(Data listing)
──────────

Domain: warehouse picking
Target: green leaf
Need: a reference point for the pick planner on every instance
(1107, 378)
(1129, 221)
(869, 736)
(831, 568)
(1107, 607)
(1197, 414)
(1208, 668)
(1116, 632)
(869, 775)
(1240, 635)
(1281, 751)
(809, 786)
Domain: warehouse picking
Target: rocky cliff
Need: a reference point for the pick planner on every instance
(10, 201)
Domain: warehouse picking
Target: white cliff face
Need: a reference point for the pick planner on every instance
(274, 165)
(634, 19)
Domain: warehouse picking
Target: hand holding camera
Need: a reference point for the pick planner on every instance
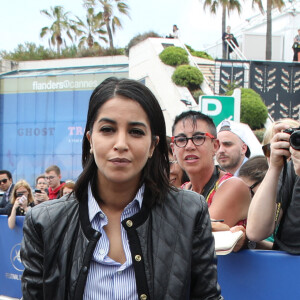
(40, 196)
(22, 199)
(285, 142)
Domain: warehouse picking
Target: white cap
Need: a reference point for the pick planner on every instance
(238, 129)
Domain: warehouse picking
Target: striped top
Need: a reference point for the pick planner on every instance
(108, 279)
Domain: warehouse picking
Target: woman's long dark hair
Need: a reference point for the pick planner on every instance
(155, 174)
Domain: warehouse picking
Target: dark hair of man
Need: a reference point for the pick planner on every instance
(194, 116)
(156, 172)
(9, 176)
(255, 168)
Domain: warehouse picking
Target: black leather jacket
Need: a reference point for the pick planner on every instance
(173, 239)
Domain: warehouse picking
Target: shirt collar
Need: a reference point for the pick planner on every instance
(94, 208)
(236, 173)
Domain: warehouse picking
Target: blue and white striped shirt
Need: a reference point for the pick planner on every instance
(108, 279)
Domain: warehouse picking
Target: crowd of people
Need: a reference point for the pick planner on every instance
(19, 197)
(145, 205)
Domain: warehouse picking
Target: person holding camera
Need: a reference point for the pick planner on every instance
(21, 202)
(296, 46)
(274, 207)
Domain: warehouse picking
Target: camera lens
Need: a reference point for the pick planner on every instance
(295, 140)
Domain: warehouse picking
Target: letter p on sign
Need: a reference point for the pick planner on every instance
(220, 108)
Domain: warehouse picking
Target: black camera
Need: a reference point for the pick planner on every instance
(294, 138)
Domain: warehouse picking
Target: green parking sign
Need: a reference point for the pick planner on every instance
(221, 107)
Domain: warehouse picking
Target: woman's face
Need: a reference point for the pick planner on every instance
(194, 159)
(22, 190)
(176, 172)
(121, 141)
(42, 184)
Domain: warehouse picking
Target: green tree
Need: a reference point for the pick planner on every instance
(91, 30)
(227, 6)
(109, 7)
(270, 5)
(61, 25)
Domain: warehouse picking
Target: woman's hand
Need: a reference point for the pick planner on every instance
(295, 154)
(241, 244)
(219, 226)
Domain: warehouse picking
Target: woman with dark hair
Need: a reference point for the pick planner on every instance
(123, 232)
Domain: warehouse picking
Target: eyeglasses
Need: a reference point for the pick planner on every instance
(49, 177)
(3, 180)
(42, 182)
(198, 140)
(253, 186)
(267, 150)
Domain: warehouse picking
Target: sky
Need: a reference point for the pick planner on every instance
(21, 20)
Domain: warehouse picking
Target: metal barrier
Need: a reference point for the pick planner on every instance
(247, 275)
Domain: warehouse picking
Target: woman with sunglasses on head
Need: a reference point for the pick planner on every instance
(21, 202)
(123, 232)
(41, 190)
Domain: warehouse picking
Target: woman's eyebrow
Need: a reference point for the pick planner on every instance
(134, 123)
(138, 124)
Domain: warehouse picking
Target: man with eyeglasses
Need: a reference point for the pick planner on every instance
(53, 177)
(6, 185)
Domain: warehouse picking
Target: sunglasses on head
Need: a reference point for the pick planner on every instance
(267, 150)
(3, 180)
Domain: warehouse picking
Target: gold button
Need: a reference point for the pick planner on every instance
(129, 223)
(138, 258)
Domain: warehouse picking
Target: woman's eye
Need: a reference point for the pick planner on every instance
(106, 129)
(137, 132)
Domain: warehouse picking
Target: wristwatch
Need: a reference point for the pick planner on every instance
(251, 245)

──────────

TASK PROMPT —
Collect every line in the listing above that contains the string "sunglasses", and copy each of those lines exactly as it appears.

ANSWER TO THE PROBLEM —
Target: woman with sunglasses on head
Target: sunglasses on head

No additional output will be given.